◆ **SOURCE EXCERPT**
/---
Forum Moderators: phranque

Message Too Old, No Replies

Small Headers Problem

HTTP/1.x 200 404 Not Found

         

rocknbil

9:29 pm on Sep 23, 2008 (gmt 0)

WebmasterWorld Senior Member 10+ Year Member



I have several sites using .htaccess to redirect URL's to a script. The script processes the URL and outputs the page. It's working fine, but on one site it's outputting a 404 instead of a 200.

The methods are identical on all of the sites, the sites are all on the same server, so it's just this one site. I checked and re-checked the .htaccess and scripts, they *appear* to be setup exactly the same, but obviously, they are not. :-)

Relevant .htaccess lines:

RewriteEngine On

# Everyone says this first line needs to be here.
# But it doesn't work if I uncomment it.
#RewriteCond %{HTTP_HOST} .
RewriteCond %{HTTP_HOST} !^www\.example\.com
RewriteCond %{HTTPS} !^443$
RewriteRule (.*) http://www.example.com/$1 [R=301,L]

RewriteCond %{HTTP_HOST} (www\.)?example\.net [OR]
RewriteCond %{HTTP_HOST} (www\.)?example\.org
RewriteRule (.*) http://www.example.com/$1 [R=301,L]

RewriteCond %{REQUEST_FILENAME} Portfolio
RewriteRule ^(.*)$ /cgi-bin/portfolio-script.cgi [L]

RewriteCond %{REQUEST_FILENAME} Ads
RewriteRule ^(.*)$ /cgi-bin/ads-script.cgi [L]

RewriteCond %{REQUEST_FILENAME} Articles
RewriteRule ^(.*)$ /cgi-bin/articles-script.cgi [L]

RewriteCond %{REQUEST_FILENAME} !-f
RewriteCond %{REQUEST_FILENAME} !-d
RewriteRule ^(.*)$ /cgi-bin/portfolio-script.cgi [L]

The Live Headers in FireFox are indeed telling me it's generating a 404:

GET /Portfolio HTTP/1.1
[snip]
HTTP/1.x 200 404 Not Found
[snip]

But it does direct to "portfolio-script.cgi", and displays as expected.
\---
◆ **DATA EXCERPTS**
/---
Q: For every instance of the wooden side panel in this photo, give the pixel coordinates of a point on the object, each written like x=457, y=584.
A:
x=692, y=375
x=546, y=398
\---
/---
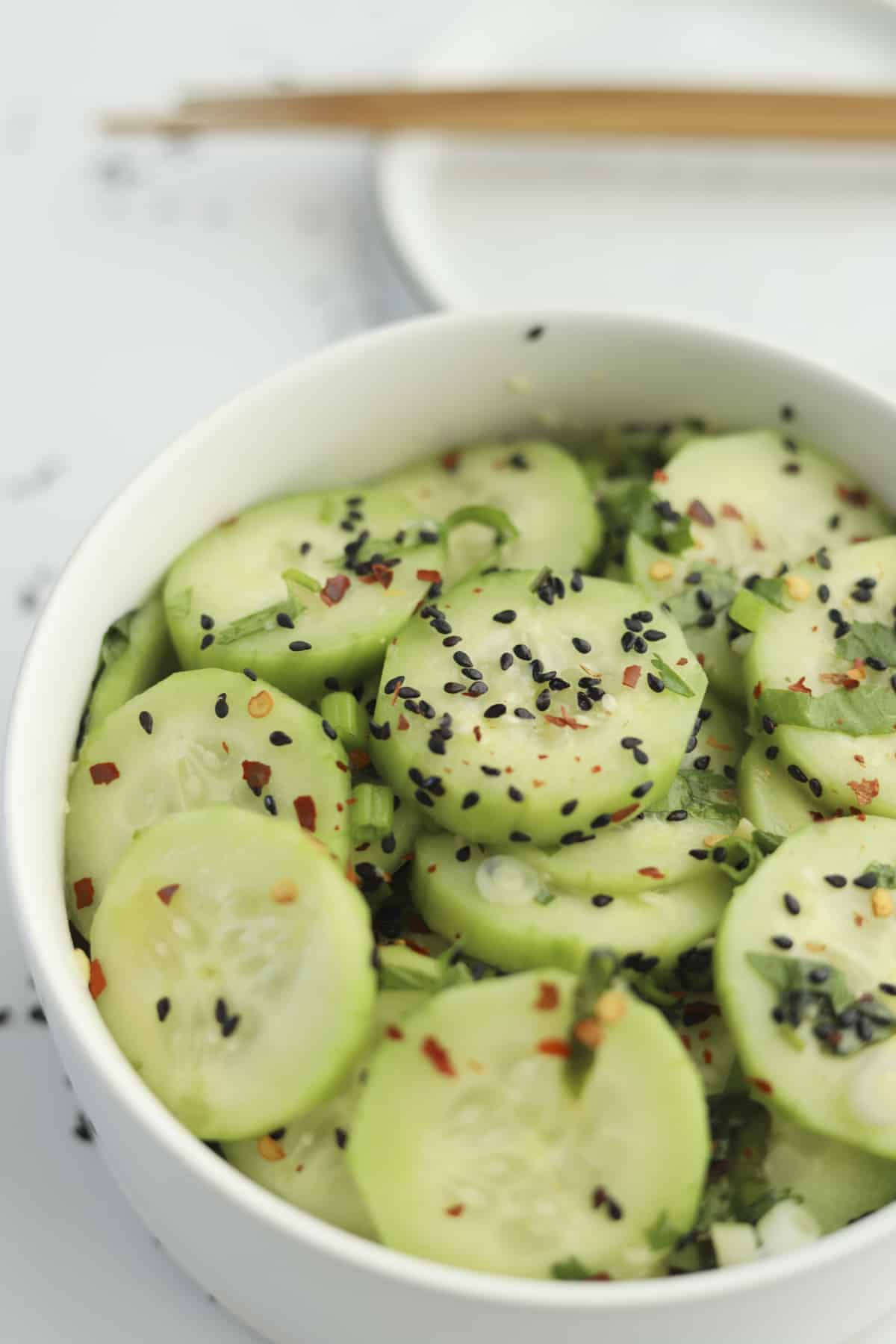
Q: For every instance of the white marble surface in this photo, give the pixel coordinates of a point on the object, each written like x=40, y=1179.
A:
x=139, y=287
\---
◆ **DO THIS**
Revise the .htaccess forum post, starting with "I have several" and going on through "are not. :-)", so that "server" reads "host".

◆ **RESULT**
I have several sites using .htaccess to redirect URL's to a script. The script processes the URL and outputs the page. It's working fine, but on one site it's outputting a 404 instead of a 200.

The methods are identical on all of the sites, the sites are all on the same host, so it's just this one site. I checked and re-checked the .htaccess and scripts, they *appear* to be setup exactly the same, but obviously, they are not. :-)